- What needs to be done -
Scan the data below and pick out the lines containing the word "rickshaw".

Photo-based referring expression data:
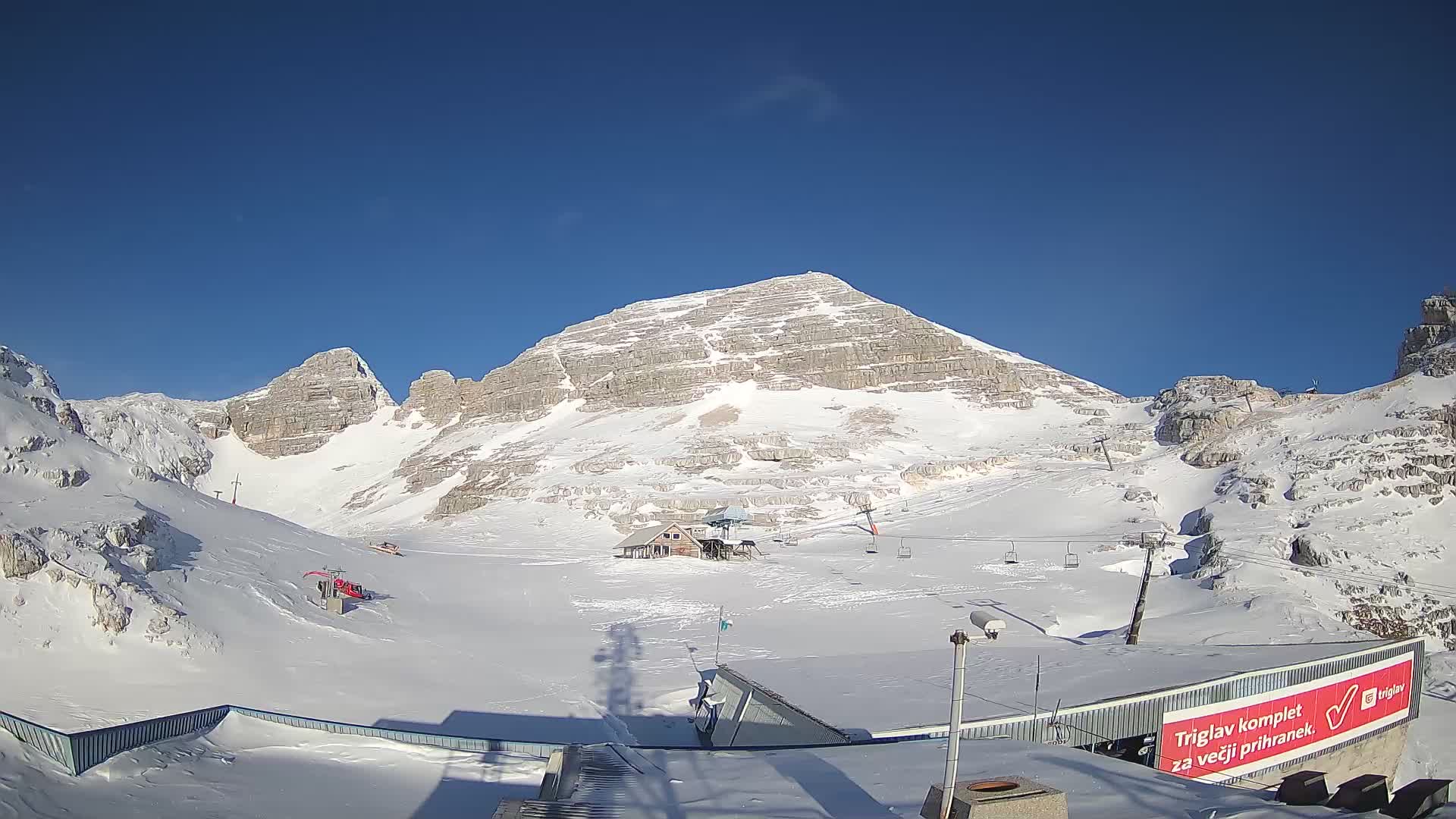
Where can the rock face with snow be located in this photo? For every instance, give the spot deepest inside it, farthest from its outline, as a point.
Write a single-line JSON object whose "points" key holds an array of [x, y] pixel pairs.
{"points": [[302, 409], [166, 435], [783, 334], [19, 557], [1430, 347]]}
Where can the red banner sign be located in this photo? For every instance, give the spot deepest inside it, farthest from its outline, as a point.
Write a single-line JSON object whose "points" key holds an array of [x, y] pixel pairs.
{"points": [[1226, 739]]}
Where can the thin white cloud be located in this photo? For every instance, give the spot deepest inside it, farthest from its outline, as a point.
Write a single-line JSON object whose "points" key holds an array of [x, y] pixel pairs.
{"points": [[810, 95]]}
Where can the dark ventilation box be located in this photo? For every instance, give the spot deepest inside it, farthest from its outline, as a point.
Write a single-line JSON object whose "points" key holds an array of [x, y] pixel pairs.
{"points": [[1304, 787], [1419, 798], [1367, 792]]}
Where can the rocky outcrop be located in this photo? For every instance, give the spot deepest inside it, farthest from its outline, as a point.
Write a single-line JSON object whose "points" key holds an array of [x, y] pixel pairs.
{"points": [[1200, 411], [436, 395], [164, 433], [300, 410], [788, 333], [111, 614], [19, 557], [1430, 347], [64, 477]]}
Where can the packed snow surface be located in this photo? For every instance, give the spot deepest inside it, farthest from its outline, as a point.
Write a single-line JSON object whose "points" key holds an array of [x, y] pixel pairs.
{"points": [[248, 768]]}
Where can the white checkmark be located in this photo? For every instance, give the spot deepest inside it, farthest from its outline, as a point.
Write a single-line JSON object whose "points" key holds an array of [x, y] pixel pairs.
{"points": [[1335, 714]]}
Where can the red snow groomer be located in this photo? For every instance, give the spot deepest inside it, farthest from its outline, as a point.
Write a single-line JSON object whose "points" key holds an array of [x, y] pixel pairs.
{"points": [[340, 586]]}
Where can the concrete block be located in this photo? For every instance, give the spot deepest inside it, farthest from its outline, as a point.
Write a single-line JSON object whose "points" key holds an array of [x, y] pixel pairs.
{"points": [[1417, 799], [1005, 798]]}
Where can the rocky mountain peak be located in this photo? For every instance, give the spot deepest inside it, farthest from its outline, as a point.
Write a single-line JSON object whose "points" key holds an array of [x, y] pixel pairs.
{"points": [[783, 334], [300, 410], [1430, 347], [34, 387]]}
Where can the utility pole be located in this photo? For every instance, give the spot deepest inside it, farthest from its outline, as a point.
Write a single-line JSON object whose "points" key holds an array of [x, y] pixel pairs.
{"points": [[952, 745], [1142, 591]]}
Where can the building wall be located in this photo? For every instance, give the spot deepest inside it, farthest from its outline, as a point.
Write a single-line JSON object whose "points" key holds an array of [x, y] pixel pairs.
{"points": [[1379, 754], [1130, 716]]}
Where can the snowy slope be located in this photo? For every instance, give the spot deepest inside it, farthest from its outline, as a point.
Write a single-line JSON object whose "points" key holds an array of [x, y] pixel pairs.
{"points": [[509, 617]]}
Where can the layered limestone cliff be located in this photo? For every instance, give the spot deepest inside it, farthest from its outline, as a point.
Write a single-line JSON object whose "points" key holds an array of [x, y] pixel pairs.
{"points": [[303, 409], [783, 334], [1430, 347]]}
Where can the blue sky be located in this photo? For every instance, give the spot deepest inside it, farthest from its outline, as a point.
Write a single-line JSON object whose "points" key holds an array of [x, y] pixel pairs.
{"points": [[194, 200]]}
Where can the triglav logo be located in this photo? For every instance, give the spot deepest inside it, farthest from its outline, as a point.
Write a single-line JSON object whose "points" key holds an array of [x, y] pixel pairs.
{"points": [[1335, 714]]}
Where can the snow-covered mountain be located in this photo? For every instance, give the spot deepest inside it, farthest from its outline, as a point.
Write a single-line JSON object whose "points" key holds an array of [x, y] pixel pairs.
{"points": [[794, 397], [1286, 516], [804, 400]]}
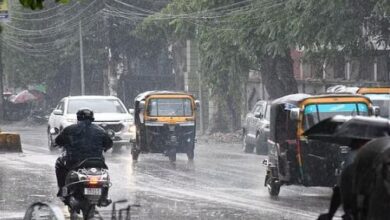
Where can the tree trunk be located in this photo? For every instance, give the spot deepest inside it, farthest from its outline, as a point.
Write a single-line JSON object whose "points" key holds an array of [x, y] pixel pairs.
{"points": [[1, 88], [179, 63], [113, 57], [278, 76]]}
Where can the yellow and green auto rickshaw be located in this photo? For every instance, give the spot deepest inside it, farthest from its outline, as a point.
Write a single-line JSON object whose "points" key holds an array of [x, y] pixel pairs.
{"points": [[295, 160], [165, 123]]}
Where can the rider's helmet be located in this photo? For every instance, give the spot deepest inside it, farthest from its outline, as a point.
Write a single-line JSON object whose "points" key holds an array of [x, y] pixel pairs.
{"points": [[85, 114]]}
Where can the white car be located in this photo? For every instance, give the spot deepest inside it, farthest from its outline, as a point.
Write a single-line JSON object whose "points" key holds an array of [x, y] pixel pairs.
{"points": [[109, 112]]}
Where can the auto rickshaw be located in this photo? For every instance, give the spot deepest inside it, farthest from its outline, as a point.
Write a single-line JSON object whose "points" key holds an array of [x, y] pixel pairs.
{"points": [[165, 123], [380, 96], [295, 160]]}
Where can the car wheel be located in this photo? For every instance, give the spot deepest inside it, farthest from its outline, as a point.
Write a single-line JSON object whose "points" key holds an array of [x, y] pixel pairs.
{"points": [[248, 148], [261, 148]]}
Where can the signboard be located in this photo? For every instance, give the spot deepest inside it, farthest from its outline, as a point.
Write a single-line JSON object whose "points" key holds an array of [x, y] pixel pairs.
{"points": [[4, 10]]}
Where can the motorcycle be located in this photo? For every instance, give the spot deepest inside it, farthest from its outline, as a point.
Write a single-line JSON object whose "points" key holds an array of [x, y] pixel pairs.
{"points": [[86, 186]]}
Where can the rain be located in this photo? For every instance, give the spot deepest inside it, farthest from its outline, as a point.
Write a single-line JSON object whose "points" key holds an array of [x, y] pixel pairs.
{"points": [[236, 109]]}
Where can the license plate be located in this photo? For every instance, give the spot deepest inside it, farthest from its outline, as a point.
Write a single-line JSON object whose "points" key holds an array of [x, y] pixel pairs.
{"points": [[93, 191]]}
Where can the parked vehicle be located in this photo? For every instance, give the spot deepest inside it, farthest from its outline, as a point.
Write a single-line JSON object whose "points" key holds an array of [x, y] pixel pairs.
{"points": [[256, 128], [292, 158], [380, 96], [110, 114], [166, 123]]}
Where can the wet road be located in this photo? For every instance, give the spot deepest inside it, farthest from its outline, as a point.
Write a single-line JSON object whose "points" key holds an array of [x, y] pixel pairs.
{"points": [[221, 183]]}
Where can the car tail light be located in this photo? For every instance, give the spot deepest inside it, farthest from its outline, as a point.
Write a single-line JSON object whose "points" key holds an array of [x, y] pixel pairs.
{"points": [[93, 180]]}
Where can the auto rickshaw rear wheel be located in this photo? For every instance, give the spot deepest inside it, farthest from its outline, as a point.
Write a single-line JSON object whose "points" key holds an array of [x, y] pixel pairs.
{"points": [[260, 148], [273, 186], [172, 154], [248, 148]]}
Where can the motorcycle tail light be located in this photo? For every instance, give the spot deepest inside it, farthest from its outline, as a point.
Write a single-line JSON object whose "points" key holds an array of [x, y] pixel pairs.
{"points": [[93, 180]]}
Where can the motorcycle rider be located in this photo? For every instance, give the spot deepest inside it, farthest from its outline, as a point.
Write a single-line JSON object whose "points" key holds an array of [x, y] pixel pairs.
{"points": [[342, 191], [80, 141]]}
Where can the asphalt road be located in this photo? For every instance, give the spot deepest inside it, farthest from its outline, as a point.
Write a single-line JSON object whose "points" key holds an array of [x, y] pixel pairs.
{"points": [[221, 183]]}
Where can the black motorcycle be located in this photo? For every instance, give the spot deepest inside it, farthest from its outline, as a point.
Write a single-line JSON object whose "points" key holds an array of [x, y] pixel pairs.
{"points": [[86, 186]]}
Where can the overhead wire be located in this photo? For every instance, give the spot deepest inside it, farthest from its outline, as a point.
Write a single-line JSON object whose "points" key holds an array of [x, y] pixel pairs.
{"points": [[135, 14]]}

- Answer to this exercise -
Where can the yellow and green auto rickshaw be located in this photo? For every instance, give the spot deepest inside it, farthest from its outline, as a point.
Where can the auto rickshaw be located in this photo? For every instance, give the spot deepest inside it, farthest from its outline, as a point.
Where can the auto rickshaw rear wheel be located in this photo? For every instance, give the spot deepest inside it, farthest from its outline, as a point.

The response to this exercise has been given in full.